Top of TEXT SECTION

The Minnesota Twins will stretch the protective netting for fans behind the home plate area at the intimate confines of Target Field to the far ends of each dugout, the team announced Wednesday.
This move begins with the start of the next season and follows Major League Baseball’s recommendations issued last week in an effort to protect fans who are increasingly distracted from watching the action and being struck by foul balls.
The distance from home plate to lower-level seats at Target Field is shorter than any in the majors, according to the Twins.
“The Twins commend MLB and Commissioner Rob Manfred for their leadership on this critical issue and the completion of a thorough analysis in consultation with all 30 clubs,” Twins President Dave St. Peter said in a statement accompanying the announcement.
When MLB made the recommendations, Manfred acknowledged that the additional netting creates a player-fan barrier in an area of stadiums where fans seek autographs before games, pursue foul balls or plead for a ball from players as they come into the dugout from the field at the end of each half-inning.
Along with expanding the netting, St. Peter added, the team will be “educating fans regarding the dangers posed by batted balls and bats entering the stands” with warning messages on signage in the stadiums, on tickets and elsewhere.
There have been several instances in major league parks in recent years of fans being seriously injured by foul balls. The use of smartphones in the stands has been a major factor in fans failing to see a ball or bat coming their way.

Bottom of TEXT SECTION
Top of EXTRACTED ENTRIES

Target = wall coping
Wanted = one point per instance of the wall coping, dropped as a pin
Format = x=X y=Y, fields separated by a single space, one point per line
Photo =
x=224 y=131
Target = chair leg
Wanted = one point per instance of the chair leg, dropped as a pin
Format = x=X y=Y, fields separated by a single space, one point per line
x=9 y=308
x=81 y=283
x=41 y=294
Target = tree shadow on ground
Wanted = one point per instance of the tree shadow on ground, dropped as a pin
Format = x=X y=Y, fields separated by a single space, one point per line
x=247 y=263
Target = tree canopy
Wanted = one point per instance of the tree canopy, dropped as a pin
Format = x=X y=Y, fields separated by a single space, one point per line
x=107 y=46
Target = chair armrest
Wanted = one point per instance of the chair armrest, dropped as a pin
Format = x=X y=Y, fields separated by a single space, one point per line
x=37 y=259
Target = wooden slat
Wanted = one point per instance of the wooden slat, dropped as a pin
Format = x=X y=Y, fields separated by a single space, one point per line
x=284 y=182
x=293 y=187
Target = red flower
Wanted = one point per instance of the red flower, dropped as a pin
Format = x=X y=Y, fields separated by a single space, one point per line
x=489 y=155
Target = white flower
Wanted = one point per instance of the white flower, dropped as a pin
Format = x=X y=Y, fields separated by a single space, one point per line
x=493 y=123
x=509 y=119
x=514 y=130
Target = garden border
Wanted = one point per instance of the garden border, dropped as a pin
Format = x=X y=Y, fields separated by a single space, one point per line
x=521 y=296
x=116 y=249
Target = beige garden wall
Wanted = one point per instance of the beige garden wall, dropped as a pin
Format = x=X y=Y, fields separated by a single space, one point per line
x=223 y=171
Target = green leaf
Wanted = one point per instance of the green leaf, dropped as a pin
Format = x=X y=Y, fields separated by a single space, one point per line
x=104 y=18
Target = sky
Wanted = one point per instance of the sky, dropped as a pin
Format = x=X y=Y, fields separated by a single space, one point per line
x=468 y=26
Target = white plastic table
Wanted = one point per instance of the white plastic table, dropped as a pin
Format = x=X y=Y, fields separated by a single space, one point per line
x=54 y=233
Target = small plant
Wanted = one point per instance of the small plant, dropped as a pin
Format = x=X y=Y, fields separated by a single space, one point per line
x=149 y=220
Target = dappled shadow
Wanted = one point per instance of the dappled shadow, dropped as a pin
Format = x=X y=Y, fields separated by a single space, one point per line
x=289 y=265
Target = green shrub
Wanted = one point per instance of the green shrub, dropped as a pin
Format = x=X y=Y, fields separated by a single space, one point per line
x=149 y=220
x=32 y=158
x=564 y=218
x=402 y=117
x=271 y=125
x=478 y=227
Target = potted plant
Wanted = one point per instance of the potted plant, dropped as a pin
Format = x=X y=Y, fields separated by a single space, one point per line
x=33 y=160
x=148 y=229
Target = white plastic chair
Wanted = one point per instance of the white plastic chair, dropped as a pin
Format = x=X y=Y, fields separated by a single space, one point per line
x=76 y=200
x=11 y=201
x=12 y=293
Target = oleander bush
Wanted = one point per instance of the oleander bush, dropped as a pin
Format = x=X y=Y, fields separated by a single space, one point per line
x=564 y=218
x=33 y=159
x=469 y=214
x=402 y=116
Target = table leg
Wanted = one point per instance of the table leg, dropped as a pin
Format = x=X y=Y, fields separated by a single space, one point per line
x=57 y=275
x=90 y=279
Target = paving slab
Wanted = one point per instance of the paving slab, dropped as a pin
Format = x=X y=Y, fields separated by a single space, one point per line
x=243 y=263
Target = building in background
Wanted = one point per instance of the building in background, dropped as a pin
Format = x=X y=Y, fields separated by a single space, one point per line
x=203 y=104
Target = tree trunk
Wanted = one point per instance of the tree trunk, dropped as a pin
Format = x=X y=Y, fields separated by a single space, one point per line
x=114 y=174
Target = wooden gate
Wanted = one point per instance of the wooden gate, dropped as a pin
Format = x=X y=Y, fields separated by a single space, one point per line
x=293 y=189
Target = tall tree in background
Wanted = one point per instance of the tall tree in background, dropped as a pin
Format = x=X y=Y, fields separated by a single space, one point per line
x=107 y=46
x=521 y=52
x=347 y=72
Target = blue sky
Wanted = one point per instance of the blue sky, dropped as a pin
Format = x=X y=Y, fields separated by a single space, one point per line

Bottom of EXTRACTED ENTRIES

QUESTIONS TO ANSWER —
#1 Answer these about the Target Field netting article:
(a) To where will the Twins extend the protective netting?
(b) Who is the Twins president quoted in the article?
(c) What does the article name as a major factor in fans failing to see a ball or bat coming their way?
#2 Carry on the Target Field netting article from its final sentence.

RESULTS OF THE EXERCISE —
#1
(a) To the far ends of each dugout.
(b) Dave St. Peter.
(c) The use of smartphones in the stands.

#2
Detroit Tigers pitching star Justin Verlander called for the netting behind home plate to be extended after a fan was struck by a foul ball Aug. 21 at Comerica Park. Fenway Park has had multiple incidents, including on June 5, when a woman was hit with a broken bat during a Boston Red Sox game and needed brain surgery.
A lawsuit filed in July against MLB, the commissioner and all of its franchises is calling for the netting to go all the way to both foul poles.
“Our question for Rob Manfred and these member teams now is how many more traumatic brain injuries, stitches and metal plates until the MLB decides to put fans first and extend the safety netting,” said attorney Steve Berman, whose firm filed the suit on behalf of fans and has offices in nine major league cities.
The 120-page suit, amended in October, lists 11 instances of fans being hit by foul balls in a three-week period from Sept. 22 to Oct. 12, including on Sept. 28, when a woman was hit near an eye by a foul ball during a game at Yankees Stadium.
Baseball has had one known death involving a foul ball. Alan Fish, 14, died a few days after being struck in the head by a foul ball at Dodger Stadium in 1970.
Regarding the netting itself, the height above the dugouts will be roughly 7 feet, somewhat less than what is in place more directly behind home plate.
The team added that it will use the best visual option to make the netting as “minimally obtrusive” as possible, the announcement read.
St. Peter said the team is “reaching out to season-ticket holders most affected by these changes. We fully understand fans differ in relation to their opinions about sitting behind protective netting and will do our best to accommodate the varying preferences,” suggesting that other seating options will be arranged for those who wish to have a clear view of the field.